-- Begin SUPPLIED TEXT --
Prigg v. Pennsylvania is Decided

*On this date in 1842, Prigg v. Pennsylvania was decided.  This was a United States Supreme Court case in which the court held that the federal Fugitive Slave Act (1793) precluded a Pennsylvania state law that prohibited Blacks from being taken from the free state of Pennsylvania into slavery. The Court overturned the conviction of slavecatcher Edward Prigg as a result.  

Occurring under the presidency of John Tyler, Prigg v. Pennsylvania weakened the enforcement mechanisms of the 1973 Fugitive Slave Act by allowing states to forbid their officials from cooperating in the return of fugitive slaves. But, by asserting federal government authority and responsibility over the area of fugitive slave return, it set the stage for future more stringent laws that would bypass individual state decisions about slavery.
-- End SUPPLIED TEXT --
### WORK TO DO
(A) In the passage on Prigg v. Pennsylvania, list each outcome or effect of the decision that it states.
(B) Continue the passage on Prigg v. Pennsylvania from its last sentence.
-- Begin DATA --
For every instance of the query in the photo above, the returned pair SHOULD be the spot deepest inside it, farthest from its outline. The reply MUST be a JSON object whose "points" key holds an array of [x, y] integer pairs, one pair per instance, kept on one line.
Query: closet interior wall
-- End DATA --
### PER-TASK OUTPUTS
(A)
- The Court held that the federal Fugitive Slave Act (1793) precluded a Pennsylvania state law that prohibited Blacks from being taken from the free state of Pennsylvania into slavery.
- The Court overturned the conviction of slavecatcher Edward Prigg.
- The decision weakened the enforcement mechanisms of the Fugitive Slave Act by allowing states to forbid their officials from cooperating in the return of fugitive slaves.
- By asserting federal government authority and responsibility over fugitive slave return, it set the stage for future, more stringent laws that would bypass individual state decisions about slavery.

(B)
(Northern states by this time had abolished slavery, and most prohibited slaveowners from bringing slaves to their states, saying they would be considered free if brought into the state.) Later, the Fugitive Slave Law of 1850 (part of the Compromise of 1850) required even free states to support the capture and return of fugitive slaves with their law enforcement, increasing penalties for non-compliance.  Also, by refusing to take judicial notice of the problem of free blacks being kidnapped in free states and sold into slavery, the Prigg decision established an implicit precedent that blacks were entitled to fewer procedural protections than whites.